_Challenge_
Convert the listing below into a Markdown table with the columns "Row" and "Entry", giving each line its own row number and omitting blank lines. Leave the pictures out of the table.

_Supplied information_
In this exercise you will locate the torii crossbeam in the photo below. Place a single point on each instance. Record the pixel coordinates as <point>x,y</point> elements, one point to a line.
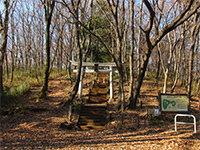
<point>109,69</point>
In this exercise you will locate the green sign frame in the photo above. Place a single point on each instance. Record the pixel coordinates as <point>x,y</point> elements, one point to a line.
<point>174,103</point>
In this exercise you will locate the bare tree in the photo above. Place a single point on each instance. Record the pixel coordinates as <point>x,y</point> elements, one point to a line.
<point>186,13</point>
<point>48,7</point>
<point>4,33</point>
<point>194,33</point>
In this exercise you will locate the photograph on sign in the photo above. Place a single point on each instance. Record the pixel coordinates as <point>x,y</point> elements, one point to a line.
<point>174,103</point>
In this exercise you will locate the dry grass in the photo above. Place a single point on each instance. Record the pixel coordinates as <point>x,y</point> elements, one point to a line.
<point>37,124</point>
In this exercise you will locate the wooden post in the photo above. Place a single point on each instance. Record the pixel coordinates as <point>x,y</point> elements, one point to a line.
<point>81,83</point>
<point>111,83</point>
<point>199,101</point>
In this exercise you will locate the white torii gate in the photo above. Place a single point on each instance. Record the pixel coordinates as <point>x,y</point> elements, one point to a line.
<point>96,65</point>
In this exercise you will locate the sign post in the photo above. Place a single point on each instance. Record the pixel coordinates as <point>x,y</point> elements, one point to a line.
<point>174,103</point>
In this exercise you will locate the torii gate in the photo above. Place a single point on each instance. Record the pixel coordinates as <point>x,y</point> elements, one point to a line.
<point>96,66</point>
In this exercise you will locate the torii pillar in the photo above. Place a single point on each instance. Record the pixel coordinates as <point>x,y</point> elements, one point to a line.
<point>111,84</point>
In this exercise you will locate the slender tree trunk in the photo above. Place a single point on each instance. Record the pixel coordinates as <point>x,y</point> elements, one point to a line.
<point>131,58</point>
<point>49,7</point>
<point>4,26</point>
<point>193,36</point>
<point>139,38</point>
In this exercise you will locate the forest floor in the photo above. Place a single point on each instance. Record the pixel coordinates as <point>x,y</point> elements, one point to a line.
<point>36,124</point>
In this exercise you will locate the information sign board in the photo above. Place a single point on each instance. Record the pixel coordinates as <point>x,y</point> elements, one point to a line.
<point>174,103</point>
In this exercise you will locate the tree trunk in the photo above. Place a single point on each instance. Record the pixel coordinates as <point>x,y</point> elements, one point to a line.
<point>49,7</point>
<point>194,33</point>
<point>131,58</point>
<point>4,42</point>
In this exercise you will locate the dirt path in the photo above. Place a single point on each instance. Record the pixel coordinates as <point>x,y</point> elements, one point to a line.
<point>38,126</point>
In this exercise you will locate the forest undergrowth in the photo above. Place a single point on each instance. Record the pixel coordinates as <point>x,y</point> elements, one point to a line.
<point>35,124</point>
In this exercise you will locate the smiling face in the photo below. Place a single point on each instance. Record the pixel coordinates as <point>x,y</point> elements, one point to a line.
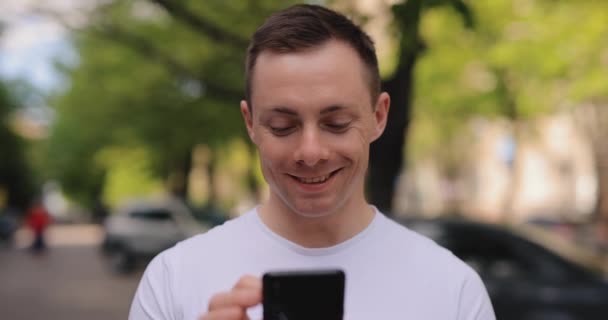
<point>312,120</point>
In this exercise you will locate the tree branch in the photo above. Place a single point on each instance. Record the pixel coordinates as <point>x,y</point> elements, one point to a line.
<point>180,12</point>
<point>143,47</point>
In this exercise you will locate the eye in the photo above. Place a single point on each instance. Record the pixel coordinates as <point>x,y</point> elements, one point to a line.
<point>337,127</point>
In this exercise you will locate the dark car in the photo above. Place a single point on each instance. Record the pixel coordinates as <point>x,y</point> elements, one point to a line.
<point>529,274</point>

_Solution for this problem_
| Row | Entry |
|---|---|
| 1 | In this exercise you will locate the torii crossbeam in the photo below. Place a single point on each instance. Record the pixel coordinates as <point>x,y</point> elements, one point to a line. |
| 2 | <point>109,69</point> |
| 3 | In this exercise you will locate the green sign frame in the photo above. Place a single point on each instance. Record the pixel coordinates as <point>x,y</point> elements, one point to a line. |
| 4 | <point>174,103</point> |
| 5 | In this exercise you will locate the bare tree in the photo above. Place a single point on each instance. Record the pixel coordinates as <point>x,y</point> elements, one point to a line. |
| 6 | <point>186,13</point> |
| 7 | <point>48,7</point> |
| 8 | <point>4,33</point> |
| 9 | <point>194,33</point> |
| 10 | In this exercise you will locate the photograph on sign in the photo above. Place a single point on each instance. Record the pixel coordinates as <point>x,y</point> elements, one point to a line. |
| 11 | <point>174,103</point> |
| 12 | In this exercise you will locate the dry grass in the photo above. Place a single point on each instance. Record the pixel coordinates as <point>x,y</point> elements, one point to a line. |
| 13 | <point>37,124</point> |
| 14 | In this exercise you will locate the wooden post in the photo above. Place a single point on each instance. Record the pixel coordinates as <point>x,y</point> elements, one point to a line. |
| 15 | <point>81,83</point> |
| 16 | <point>111,83</point> |
| 17 | <point>199,101</point> |
| 18 | In this exercise you will locate the white torii gate in the photo above. Place a single point on each instance. Record the pixel coordinates as <point>x,y</point> elements, one point to a line. |
| 19 | <point>96,65</point> |
| 20 | In this exercise you will locate the sign post in the photo above. Place a single point on each instance. Record the pixel coordinates as <point>x,y</point> elements, one point to a line. |
| 21 | <point>174,103</point> |
| 22 | In this exercise you will locate the torii gate in the photo above. Place a single point on each instance. Record the pixel coordinates as <point>x,y</point> elements, one point to a line. |
| 23 | <point>96,66</point> |
| 24 | In this exercise you will locate the torii pillar in the photo above. Place a single point on each instance. Record the pixel coordinates as <point>x,y</point> elements, one point to a line. |
| 25 | <point>111,84</point> |
| 26 | In this exercise you will locate the slender tree trunk in the photo above. Place a single point on each instance. Record the pixel coordinates as <point>x,y</point> elements, one point to a line. |
| 27 | <point>131,58</point> |
| 28 | <point>49,7</point> |
| 29 | <point>4,26</point> |
| 30 | <point>193,36</point> |
| 31 | <point>139,38</point> |
| 32 | In this exercise you will locate the forest floor in the photo above. Place a single point on each instance. Record the pixel coordinates as <point>x,y</point> elements, one point to a line. |
| 33 | <point>36,124</point> |
| 34 | In this exercise you will locate the information sign board in the photo above. Place a single point on each instance. Record the pixel coordinates as <point>x,y</point> elements, one point to a line. |
| 35 | <point>174,103</point> |
| 36 | In this exercise you will locate the tree trunk in the photo above. Place a single point on each instance. Record the pixel coordinates as <point>x,y</point> elements, one point to a line. |
| 37 | <point>49,7</point> |
| 38 | <point>194,33</point> |
| 39 | <point>131,58</point> |
| 40 | <point>4,42</point> |
| 41 | In this exercise you will locate the dirt path in the photo above. Place a single point on each instance. Record the pixel coordinates as <point>x,y</point> elements, one point to a line. |
| 42 | <point>38,126</point> |
| 43 | In this exercise you will locate the forest undergrowth in the photo above. Place a single point on each instance. Record the pixel coordinates as <point>x,y</point> elements, one point to a line. |
| 44 | <point>35,124</point> |
| 45 | In this exercise you will locate the smiling face in the photo below. Place a single point on each instance. Record the pixel coordinates as <point>x,y</point> elements, one point to a line. |
| 46 | <point>312,120</point> |
| 47 | In this exercise you will locate the tree branch in the photo above. Place a single point on each instance. Record the pixel coordinates as <point>x,y</point> elements, one point to a line. |
| 48 | <point>180,12</point> |
| 49 | <point>143,47</point> |
| 50 | In this exercise you will locate the eye in the photo above. Place a single point on each instance. Record the pixel coordinates as <point>x,y</point> elements, one point to a line. |
| 51 | <point>337,127</point> |
| 52 | In this exercise you will locate the dark car in the photo above. Place a single point on each instance. Record the pixel coordinates as <point>x,y</point> elements, one point to a line. |
| 53 | <point>529,274</point> |